▸ **TASK REQUIREMENTS**:
Retype, unchanged, the stretch of the records from the line containing "Please place a point on every instance of the yellow" through the end.

▸ **MATERIALS PROVIDED**:

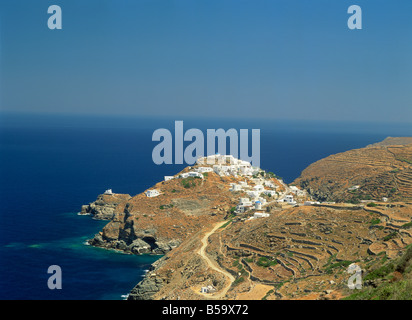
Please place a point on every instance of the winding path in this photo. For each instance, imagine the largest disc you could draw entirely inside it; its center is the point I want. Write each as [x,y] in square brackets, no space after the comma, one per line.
[212,264]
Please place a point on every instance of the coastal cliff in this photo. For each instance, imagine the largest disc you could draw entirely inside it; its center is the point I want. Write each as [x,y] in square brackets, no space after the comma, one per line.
[295,251]
[381,170]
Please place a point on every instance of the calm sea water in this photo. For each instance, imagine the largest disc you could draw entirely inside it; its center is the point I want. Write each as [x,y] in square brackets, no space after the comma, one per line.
[51,165]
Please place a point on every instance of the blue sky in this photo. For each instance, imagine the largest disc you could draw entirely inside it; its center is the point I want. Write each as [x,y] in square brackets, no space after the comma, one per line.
[220,58]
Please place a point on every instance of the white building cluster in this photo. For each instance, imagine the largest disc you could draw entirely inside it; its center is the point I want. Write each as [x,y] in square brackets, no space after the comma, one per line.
[226,165]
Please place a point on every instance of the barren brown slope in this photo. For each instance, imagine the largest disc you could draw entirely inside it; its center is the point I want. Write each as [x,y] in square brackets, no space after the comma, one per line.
[378,170]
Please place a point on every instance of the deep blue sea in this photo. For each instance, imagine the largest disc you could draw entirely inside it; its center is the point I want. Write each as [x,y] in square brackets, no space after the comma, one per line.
[51,165]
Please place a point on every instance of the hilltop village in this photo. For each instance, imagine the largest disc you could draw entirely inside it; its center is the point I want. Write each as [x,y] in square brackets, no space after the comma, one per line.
[228,230]
[259,188]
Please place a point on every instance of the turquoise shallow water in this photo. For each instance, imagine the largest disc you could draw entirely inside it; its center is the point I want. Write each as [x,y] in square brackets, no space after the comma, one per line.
[87,272]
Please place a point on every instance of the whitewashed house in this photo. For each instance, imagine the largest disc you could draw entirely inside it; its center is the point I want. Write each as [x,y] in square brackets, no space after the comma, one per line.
[195,174]
[108,191]
[269,184]
[236,187]
[152,193]
[269,192]
[208,289]
[289,199]
[204,169]
[258,188]
[253,194]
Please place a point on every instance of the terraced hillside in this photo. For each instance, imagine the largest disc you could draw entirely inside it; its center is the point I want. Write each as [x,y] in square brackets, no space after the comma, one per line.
[295,253]
[376,171]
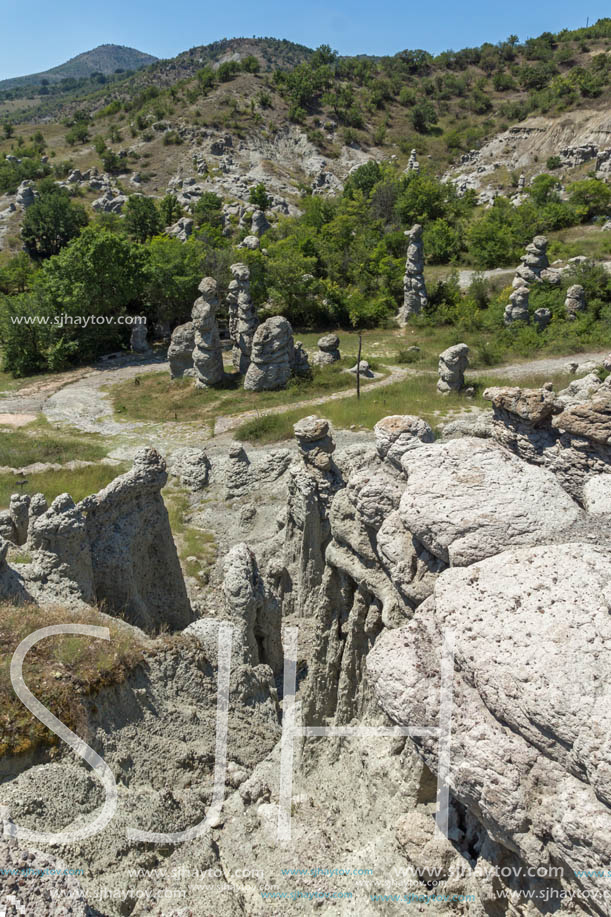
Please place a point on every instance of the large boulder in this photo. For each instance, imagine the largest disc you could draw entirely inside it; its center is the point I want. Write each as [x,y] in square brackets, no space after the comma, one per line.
[272,356]
[136,571]
[207,353]
[180,351]
[530,717]
[451,368]
[468,498]
[414,289]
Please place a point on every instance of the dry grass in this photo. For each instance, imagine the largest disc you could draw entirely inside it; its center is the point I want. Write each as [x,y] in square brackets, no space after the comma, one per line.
[157,398]
[60,671]
[191,542]
[40,442]
[78,483]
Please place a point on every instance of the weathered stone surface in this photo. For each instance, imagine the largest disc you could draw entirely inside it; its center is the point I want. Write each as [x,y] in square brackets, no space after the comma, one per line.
[451,368]
[272,356]
[136,571]
[533,262]
[480,500]
[597,495]
[239,477]
[182,229]
[542,318]
[575,301]
[536,406]
[398,433]
[180,351]
[414,289]
[192,468]
[255,614]
[328,350]
[531,629]
[590,419]
[19,508]
[61,552]
[243,321]
[26,194]
[259,223]
[207,352]
[516,309]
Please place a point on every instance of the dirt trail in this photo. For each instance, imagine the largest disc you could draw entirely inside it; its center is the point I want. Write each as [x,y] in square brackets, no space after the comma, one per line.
[76,399]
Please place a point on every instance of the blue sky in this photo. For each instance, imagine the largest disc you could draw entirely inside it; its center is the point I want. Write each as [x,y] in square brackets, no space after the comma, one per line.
[40,34]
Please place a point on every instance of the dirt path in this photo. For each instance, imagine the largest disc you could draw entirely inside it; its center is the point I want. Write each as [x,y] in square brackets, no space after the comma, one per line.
[77,399]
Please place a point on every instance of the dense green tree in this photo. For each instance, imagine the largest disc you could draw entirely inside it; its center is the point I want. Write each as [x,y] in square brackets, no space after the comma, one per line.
[142,218]
[51,221]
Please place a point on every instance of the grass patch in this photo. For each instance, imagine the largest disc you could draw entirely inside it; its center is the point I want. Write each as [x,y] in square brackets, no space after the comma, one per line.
[60,671]
[40,442]
[191,541]
[78,483]
[157,398]
[414,395]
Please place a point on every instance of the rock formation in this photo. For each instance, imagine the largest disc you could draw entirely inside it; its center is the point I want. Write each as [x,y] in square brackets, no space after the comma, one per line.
[542,318]
[398,433]
[207,352]
[136,571]
[451,369]
[259,223]
[532,263]
[243,319]
[567,433]
[575,301]
[14,521]
[328,350]
[192,468]
[255,614]
[516,309]
[272,356]
[414,290]
[61,552]
[180,351]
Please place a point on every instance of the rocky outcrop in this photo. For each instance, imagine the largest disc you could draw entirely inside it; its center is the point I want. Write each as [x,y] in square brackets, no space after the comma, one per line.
[414,289]
[313,481]
[451,368]
[135,566]
[530,630]
[180,351]
[575,301]
[567,433]
[397,434]
[328,350]
[272,356]
[516,309]
[243,319]
[207,352]
[62,566]
[192,468]
[254,612]
[532,263]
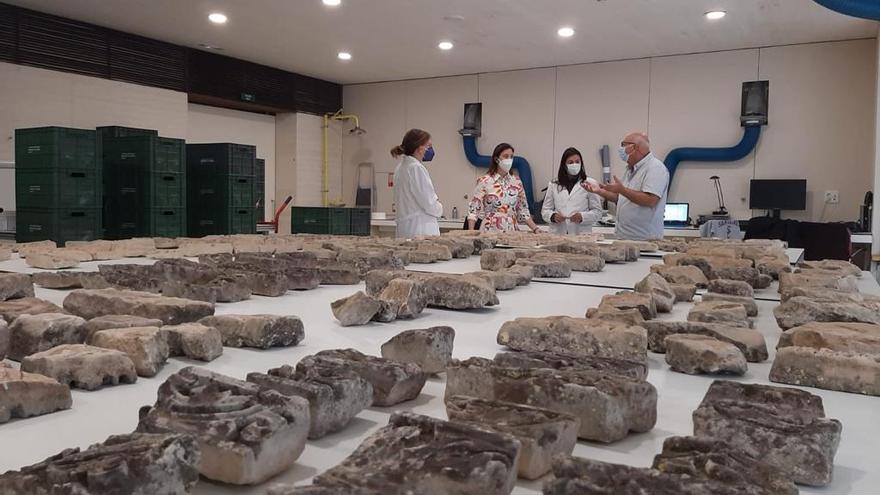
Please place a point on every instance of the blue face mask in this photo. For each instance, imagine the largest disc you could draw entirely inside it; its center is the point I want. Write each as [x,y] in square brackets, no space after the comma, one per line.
[429,154]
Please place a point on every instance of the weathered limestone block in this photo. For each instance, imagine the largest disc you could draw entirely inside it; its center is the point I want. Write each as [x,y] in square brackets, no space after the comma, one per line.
[147,347]
[217,290]
[750,342]
[82,366]
[54,260]
[500,280]
[684,292]
[23,395]
[609,406]
[817,279]
[392,382]
[335,395]
[497,259]
[631,317]
[110,322]
[624,300]
[675,274]
[246,433]
[357,309]
[13,308]
[338,275]
[547,266]
[30,334]
[800,310]
[260,331]
[194,340]
[731,288]
[833,356]
[542,433]
[430,348]
[577,476]
[15,286]
[842,266]
[659,290]
[695,354]
[91,303]
[523,274]
[405,298]
[575,336]
[746,302]
[623,367]
[420,454]
[708,458]
[783,427]
[726,313]
[135,464]
[70,280]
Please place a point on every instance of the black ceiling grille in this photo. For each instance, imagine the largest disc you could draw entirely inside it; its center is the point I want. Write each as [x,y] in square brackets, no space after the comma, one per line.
[56,43]
[41,40]
[145,61]
[7,33]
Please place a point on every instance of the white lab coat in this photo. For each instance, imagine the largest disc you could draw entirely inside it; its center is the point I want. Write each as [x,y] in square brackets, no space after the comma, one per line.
[580,200]
[418,206]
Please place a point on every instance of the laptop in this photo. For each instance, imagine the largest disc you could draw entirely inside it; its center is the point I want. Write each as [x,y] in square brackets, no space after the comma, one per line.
[676,215]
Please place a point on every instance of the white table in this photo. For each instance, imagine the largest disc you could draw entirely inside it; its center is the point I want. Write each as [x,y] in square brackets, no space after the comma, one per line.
[113,410]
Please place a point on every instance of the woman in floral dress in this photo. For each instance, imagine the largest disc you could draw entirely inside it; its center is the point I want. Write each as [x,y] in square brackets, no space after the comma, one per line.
[499,199]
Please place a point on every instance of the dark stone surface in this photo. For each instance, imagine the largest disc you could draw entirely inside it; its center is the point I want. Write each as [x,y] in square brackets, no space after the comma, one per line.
[132,464]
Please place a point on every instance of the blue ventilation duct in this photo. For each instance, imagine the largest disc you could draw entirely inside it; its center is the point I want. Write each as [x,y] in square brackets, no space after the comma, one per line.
[741,150]
[866,9]
[519,163]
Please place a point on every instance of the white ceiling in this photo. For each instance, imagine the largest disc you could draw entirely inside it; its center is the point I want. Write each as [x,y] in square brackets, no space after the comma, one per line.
[397,39]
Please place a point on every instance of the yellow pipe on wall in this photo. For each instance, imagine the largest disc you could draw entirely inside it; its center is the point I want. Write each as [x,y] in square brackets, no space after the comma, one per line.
[325,165]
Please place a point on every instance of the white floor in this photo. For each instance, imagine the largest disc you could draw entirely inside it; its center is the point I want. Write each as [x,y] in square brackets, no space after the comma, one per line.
[113,410]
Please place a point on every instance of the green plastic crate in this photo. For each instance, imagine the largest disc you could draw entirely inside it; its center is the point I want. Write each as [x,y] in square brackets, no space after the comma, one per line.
[320,220]
[221,158]
[56,148]
[57,224]
[57,188]
[360,221]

▸ **FINAL RESULT**:
Please place a point on every instance of the yellow pipe on wall in this photo. For each instance, imagine the largest disc you could draw entirely inside it; its center is the point I want. Write each as [x,y] in square brackets, no space after the comma, one per line.
[325,165]
Please place a point on every instance of the white floor in this photo. For each instance, imagine the largest disc you could draw entirely inside it; its center is the point I want. Write each as [x,y] in square brackets, no space after the comma, one per line.
[113,410]
Please place a point on every instance of the green plastic crate in this photo. For each instance, imagine the largest disc you could draw entirely inside it; its center is the point I want. Write each as [x,y] in square brackets, no space after the comma, one per line.
[320,220]
[221,158]
[56,148]
[57,224]
[57,188]
[360,221]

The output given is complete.